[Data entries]
* * *
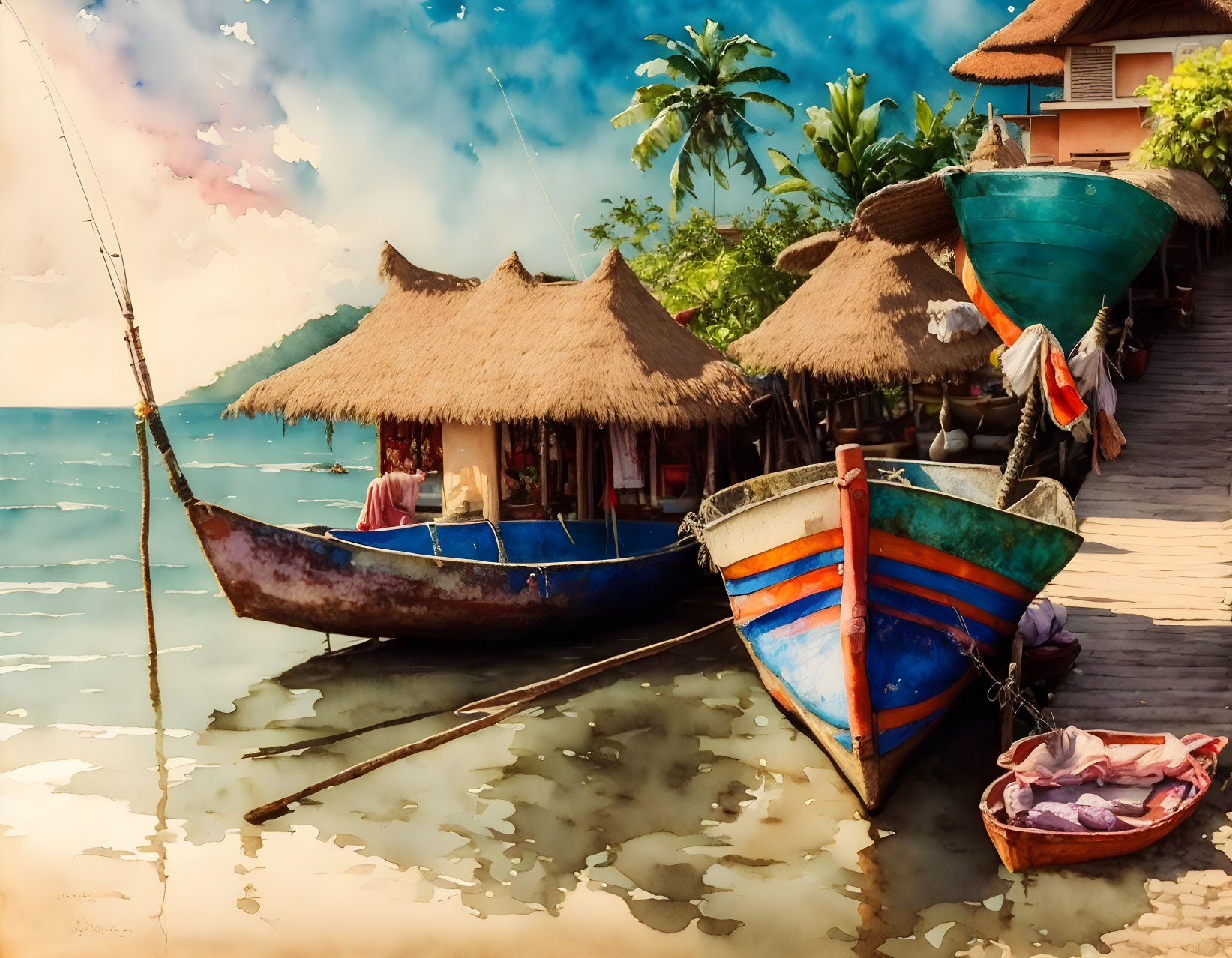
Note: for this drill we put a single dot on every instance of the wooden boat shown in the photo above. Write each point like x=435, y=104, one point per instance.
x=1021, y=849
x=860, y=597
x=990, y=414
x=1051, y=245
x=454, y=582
* * *
EXERCISE AIM:
Return the listing above in full and without alteration, excluding its pictures.

COMPLETED EXERCISE:
Note: for this drill we put a single dot on every instance of the wooden boat shown in the photo above. Write each point like x=435, y=104, one point per instance.
x=1021, y=849
x=860, y=597
x=990, y=414
x=1051, y=245
x=454, y=582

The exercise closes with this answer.